O gatilho para que o debate ganhasse urgência foram os números extraídos da pandemia de Covid-19. No Brasil, por exemplo, um recorte feito pela PUC do Rio de Janeiro mostrou que a infecção pelo novo coronavírus matou 55% dos negros contaminados em 2020. Entre os brancos, o índice foi de 38%. No mundo, o risco de morte foi de duas a quatro vezes maior para os não brancos. O motivo por trás de diferenças assim é o mesmo responsável por toda a gama de injustiças às quais os negros estão historicamente submetidos. “A causa de tamanha distinção na forma como negros e brancos são tratados nos sistemas de saúde é o racismo estrutural e interpessoal”, afirmou a VEJA Delan Devakumar, da Universidade College London, autor principal dos textos divulgados na revista The Lancet.
Na prática, isso se traduz em estragos de amplitudes às vezes nem sequer notadas. Como explicar que profissionais em formação — não apenas médicos, mas todos os envolvidos no cuidado de pacientes — raramente são informados sobre predisposições da população negra a determinadas doenças, como o câncer de próstata ou a hipertensão? Só isso faria diferença na medida em que obrigaria um olhar ainda mais atento durante o acompanhamento dessas pessoas especialmente em países como o Brasil, onde mais da metade da população é negra. Outros danos são bem mais evidentes. Os mais frequentes são a negligência no atendimento por conta da cor da pele e os obstáculos no acesso aos serviços, seja por ausência ou insuficiência de unidades nas áreas onde são maioria ou incapacidade financeira de bancar assistência à saúde privada.
O resultado da engrenagem é vergonhoso e se reflete no controle mais precário de todas as enfermidades. “O diagnóstico em estágio avançado do câncer de colo de útero é mais frequente entre as negras e há menor sobrevida quando comparada à das brancas”, diz a oncologista Clarissa Mathias, do Grupo Oncoclínicas. Recentemente, o serviço realizou um painel sobre diversidade no 10º Simpósio Internacional Oncoclínicas e Dana-Farber Cancer Institute, centro americano reconhecido pela excelência no combate à doença, durante o qual a iniquidade no atendimento de negros foi um dos destaques. O problema não para aí. No caso do câncer — e de diversas outras enfermidades —, essa população não costuma integrar os estudos que validam a eficácia de medicamentos. “Apenas de 3% a 5 % dos pacientes incluídos em pesquisas de drogas oncológicas são pretos. Se não estão representados, não há garantias de que o remédio será efetivo neles”, afirma a oncologista Abna Vieira, da Oncoclínicas.

# QUESTÕES DE ESTUDO
A - Responda às perguntas abaixo com base no trecho sobre racismo na saúde.
(i) Segundo o recorte da PUC do Rio de Janeiro, que porcentagem dos negros contaminados pelo novo coronavírus morreu em 2020?
(ii) Quais duas doenças são citadas como exemplos de predisposição da população negra?
(iii) Que parcela dos pacientes incluídos em pesquisas de drogas oncológicas é preta, segundo Abna Vieira?
B - Prossiga com o trecho sobre racismo na saúde a partir da última frase apresentada.

# DADOS DE ENTRADA
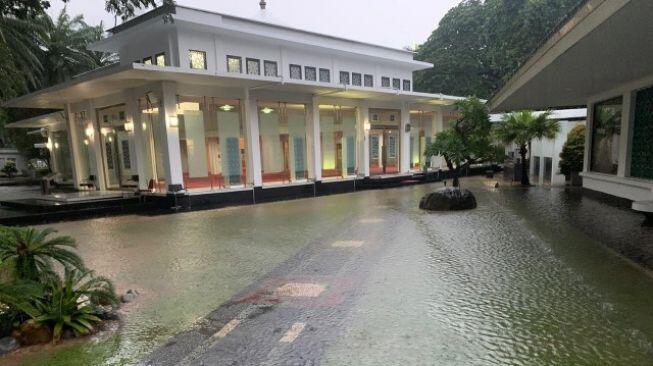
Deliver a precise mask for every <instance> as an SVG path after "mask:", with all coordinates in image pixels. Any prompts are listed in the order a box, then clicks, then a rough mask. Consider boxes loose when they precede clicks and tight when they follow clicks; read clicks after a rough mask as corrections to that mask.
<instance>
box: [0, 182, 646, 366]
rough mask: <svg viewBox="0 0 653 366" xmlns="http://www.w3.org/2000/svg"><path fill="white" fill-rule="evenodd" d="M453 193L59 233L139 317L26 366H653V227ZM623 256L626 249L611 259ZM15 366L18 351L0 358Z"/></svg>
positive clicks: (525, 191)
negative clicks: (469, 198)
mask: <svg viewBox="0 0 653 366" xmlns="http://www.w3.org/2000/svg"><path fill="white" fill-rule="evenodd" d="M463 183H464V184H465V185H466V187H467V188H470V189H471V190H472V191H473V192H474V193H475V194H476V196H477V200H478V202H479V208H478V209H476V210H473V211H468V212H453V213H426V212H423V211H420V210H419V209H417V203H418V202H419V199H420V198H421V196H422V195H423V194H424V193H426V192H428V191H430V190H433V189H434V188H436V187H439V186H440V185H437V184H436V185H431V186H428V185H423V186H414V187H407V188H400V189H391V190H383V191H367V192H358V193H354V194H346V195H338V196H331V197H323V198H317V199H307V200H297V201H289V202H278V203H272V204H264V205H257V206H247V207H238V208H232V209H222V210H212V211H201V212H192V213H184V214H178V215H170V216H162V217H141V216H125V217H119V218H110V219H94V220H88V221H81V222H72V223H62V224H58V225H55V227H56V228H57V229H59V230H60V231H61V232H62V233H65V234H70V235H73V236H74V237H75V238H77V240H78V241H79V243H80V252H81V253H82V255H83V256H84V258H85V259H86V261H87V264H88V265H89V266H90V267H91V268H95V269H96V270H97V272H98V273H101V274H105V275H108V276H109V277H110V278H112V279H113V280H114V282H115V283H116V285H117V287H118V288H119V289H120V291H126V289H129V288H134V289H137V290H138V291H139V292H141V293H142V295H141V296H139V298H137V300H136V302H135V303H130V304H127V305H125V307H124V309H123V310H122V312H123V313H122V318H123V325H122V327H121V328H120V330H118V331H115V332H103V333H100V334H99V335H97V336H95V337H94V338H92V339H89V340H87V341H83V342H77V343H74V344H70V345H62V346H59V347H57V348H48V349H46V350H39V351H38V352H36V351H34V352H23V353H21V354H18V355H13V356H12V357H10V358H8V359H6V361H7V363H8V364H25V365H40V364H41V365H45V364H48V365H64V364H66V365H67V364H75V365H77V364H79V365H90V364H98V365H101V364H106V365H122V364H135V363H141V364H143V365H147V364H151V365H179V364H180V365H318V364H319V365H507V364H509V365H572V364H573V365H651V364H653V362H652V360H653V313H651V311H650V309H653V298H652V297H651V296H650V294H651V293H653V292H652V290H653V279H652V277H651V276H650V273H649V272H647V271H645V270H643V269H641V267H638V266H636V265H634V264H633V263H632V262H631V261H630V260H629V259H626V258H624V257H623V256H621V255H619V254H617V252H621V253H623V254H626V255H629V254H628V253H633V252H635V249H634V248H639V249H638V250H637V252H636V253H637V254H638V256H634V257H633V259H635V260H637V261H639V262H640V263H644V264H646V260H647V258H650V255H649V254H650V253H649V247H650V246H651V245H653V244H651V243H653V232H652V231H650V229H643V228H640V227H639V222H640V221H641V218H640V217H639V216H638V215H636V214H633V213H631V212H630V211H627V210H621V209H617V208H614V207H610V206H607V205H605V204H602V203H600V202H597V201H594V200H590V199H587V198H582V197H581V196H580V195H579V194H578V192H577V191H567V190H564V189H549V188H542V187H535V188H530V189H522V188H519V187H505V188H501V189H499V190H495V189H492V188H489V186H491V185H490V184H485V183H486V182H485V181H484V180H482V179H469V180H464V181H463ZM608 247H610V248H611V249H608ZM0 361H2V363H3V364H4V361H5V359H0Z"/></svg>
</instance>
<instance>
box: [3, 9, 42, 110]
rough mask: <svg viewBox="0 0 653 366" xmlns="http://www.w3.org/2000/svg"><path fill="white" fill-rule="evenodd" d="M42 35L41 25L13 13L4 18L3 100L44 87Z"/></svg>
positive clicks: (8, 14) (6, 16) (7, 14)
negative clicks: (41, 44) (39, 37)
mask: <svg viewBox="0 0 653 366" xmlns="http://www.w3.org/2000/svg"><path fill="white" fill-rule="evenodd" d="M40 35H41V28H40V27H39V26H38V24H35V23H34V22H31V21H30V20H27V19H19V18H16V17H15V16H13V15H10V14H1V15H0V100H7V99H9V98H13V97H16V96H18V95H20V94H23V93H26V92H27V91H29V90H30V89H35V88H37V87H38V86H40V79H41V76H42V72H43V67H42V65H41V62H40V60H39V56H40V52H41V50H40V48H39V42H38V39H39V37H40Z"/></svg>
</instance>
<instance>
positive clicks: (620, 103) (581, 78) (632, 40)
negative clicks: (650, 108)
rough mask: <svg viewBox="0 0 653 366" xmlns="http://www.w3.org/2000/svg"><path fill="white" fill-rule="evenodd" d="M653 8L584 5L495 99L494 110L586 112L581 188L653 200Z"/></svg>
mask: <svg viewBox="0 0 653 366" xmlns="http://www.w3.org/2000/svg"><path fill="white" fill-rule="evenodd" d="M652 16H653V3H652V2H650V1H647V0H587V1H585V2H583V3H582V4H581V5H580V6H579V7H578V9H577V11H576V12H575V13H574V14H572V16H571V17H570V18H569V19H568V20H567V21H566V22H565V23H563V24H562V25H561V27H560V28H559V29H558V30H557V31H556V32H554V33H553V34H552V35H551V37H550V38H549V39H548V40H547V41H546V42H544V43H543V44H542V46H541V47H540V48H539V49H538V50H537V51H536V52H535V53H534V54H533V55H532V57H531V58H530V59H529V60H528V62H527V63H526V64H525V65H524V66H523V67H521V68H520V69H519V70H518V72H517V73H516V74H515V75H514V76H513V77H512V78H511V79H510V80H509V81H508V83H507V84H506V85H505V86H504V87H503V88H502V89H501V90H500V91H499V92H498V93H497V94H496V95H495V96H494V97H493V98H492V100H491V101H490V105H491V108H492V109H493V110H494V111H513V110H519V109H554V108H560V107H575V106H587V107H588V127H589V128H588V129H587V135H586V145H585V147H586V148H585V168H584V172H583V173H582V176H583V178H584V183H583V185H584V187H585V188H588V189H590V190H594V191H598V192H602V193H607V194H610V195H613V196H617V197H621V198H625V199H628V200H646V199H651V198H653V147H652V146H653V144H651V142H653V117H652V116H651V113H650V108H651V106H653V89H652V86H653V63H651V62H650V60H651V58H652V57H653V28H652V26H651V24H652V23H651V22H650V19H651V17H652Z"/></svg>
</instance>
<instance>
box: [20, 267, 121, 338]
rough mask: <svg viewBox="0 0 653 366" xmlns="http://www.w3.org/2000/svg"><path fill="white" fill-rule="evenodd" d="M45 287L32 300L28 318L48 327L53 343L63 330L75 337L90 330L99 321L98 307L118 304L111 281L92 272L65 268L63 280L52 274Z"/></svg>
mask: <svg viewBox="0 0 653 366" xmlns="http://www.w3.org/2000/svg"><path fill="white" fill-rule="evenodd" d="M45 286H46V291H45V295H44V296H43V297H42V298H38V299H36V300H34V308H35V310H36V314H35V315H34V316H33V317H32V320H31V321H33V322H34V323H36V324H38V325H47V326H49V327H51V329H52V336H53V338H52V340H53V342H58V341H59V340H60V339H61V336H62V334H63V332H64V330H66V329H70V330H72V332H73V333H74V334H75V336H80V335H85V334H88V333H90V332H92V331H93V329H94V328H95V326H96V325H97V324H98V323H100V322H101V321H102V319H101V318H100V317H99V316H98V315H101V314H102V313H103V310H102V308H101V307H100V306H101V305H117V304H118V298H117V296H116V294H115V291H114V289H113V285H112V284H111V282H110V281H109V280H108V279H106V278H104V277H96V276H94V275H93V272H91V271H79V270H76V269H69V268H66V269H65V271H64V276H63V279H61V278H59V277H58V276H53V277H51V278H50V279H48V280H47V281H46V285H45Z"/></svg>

==

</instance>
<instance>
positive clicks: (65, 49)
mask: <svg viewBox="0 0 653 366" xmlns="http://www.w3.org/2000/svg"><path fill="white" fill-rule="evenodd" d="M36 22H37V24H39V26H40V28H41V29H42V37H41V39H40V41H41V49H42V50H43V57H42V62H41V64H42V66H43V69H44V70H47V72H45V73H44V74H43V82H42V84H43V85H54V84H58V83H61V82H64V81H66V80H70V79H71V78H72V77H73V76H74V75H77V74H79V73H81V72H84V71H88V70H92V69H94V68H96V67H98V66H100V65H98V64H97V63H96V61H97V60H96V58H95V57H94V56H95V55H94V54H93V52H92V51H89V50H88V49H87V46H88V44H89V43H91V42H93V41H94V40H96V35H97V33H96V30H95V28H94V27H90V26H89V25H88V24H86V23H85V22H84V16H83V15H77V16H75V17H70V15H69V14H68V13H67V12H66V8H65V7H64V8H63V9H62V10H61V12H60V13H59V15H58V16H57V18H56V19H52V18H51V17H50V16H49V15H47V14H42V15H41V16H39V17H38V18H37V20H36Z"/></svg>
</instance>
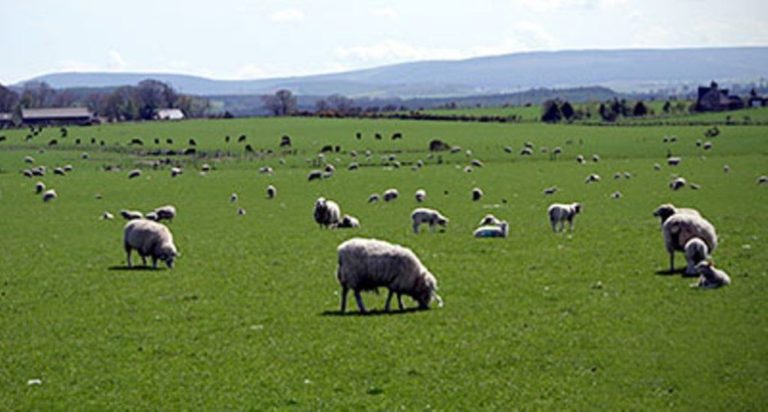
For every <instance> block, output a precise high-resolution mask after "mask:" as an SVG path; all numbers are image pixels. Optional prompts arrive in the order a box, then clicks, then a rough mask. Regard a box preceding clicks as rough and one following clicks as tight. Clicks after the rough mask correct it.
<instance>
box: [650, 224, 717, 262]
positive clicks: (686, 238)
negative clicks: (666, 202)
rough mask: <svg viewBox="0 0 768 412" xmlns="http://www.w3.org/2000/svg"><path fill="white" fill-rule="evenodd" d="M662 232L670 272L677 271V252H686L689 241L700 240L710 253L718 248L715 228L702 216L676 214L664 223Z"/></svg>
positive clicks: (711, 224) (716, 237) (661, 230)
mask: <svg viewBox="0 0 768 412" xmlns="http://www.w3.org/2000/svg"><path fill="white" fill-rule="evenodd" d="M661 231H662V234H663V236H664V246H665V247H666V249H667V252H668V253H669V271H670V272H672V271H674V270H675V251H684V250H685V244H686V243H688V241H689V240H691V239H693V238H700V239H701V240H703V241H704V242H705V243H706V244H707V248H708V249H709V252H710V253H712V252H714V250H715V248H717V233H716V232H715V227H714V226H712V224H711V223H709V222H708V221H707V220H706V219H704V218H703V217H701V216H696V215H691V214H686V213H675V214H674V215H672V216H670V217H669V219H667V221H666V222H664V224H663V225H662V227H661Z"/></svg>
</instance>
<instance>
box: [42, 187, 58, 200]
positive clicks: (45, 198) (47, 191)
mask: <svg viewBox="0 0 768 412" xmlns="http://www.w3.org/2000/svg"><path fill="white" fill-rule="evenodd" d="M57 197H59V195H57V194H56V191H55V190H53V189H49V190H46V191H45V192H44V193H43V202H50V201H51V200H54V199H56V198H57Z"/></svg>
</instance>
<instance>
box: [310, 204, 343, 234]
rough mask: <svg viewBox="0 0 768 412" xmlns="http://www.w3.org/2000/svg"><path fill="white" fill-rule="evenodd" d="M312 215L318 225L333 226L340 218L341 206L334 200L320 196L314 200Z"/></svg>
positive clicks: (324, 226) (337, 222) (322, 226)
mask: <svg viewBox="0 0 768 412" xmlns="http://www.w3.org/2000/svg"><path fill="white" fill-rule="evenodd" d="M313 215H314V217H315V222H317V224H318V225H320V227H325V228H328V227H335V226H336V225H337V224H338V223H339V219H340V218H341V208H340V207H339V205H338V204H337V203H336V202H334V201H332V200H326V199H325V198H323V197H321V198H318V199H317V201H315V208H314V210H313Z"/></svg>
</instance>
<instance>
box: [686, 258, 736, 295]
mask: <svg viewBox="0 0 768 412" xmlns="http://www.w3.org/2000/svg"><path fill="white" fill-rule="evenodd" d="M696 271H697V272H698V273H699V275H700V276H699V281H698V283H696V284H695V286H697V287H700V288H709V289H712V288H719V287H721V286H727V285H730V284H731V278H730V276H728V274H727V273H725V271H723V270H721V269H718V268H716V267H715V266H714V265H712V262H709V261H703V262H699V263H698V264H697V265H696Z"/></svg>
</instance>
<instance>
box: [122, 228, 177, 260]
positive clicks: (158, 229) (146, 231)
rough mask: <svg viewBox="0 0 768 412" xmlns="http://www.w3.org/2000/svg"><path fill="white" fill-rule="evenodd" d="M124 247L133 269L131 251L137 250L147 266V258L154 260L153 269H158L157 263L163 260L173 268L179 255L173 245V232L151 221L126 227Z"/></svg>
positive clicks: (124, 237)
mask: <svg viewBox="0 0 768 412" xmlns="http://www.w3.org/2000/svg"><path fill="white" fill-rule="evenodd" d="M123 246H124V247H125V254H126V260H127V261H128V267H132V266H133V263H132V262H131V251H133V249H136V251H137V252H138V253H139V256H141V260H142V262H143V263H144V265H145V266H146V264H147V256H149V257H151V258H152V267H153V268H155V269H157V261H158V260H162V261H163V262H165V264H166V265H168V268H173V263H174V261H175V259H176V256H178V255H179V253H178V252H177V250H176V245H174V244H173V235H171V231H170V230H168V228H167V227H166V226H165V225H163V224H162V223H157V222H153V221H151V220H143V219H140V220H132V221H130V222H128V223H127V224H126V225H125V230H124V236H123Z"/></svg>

# RESPOSTAS ÀS TAREFAS
A -
(i) 55%.
(ii) O câncer de próstata e a hipertensão.
(iii) De 3% a 5%.

B -
Há muito que avançar em toda a cadeia de atendimento para que as distorções sejam solucionadas. É de comemorar, porém, o fato de que, pela primeira vez, a questão ganha a atenção que merece. Mais do que isso, é alentador saber que mudanças estão a caminho, mesmo que sejam ainda incipientes. Algumas delas começaram a ser divulgadas neste mês pela revista científica Nature. A publicação, uma das mais importantes do mundo, iniciou a divulgação de artigos sobre iniciativas para reduzir o racismo na saúde e trouxe no primeiro dos textos o trabalho da ginecologista Kecia Gaither. A médica é criadora de um programa com foco no rastreamento de enfermidades cardiovasculares em negras com vistas à redução da mortalidade materna adotado no NYC Health + Hospitals/Lincoln, em Nova York, desde 2019. O efeito, dessa vez positivo, já pode ser observado. “Houve redução acentuada na incidência de mortes em comparação com o que vi em 2017”, escreveu Kecia. Que venham outras iniciativas do gênero.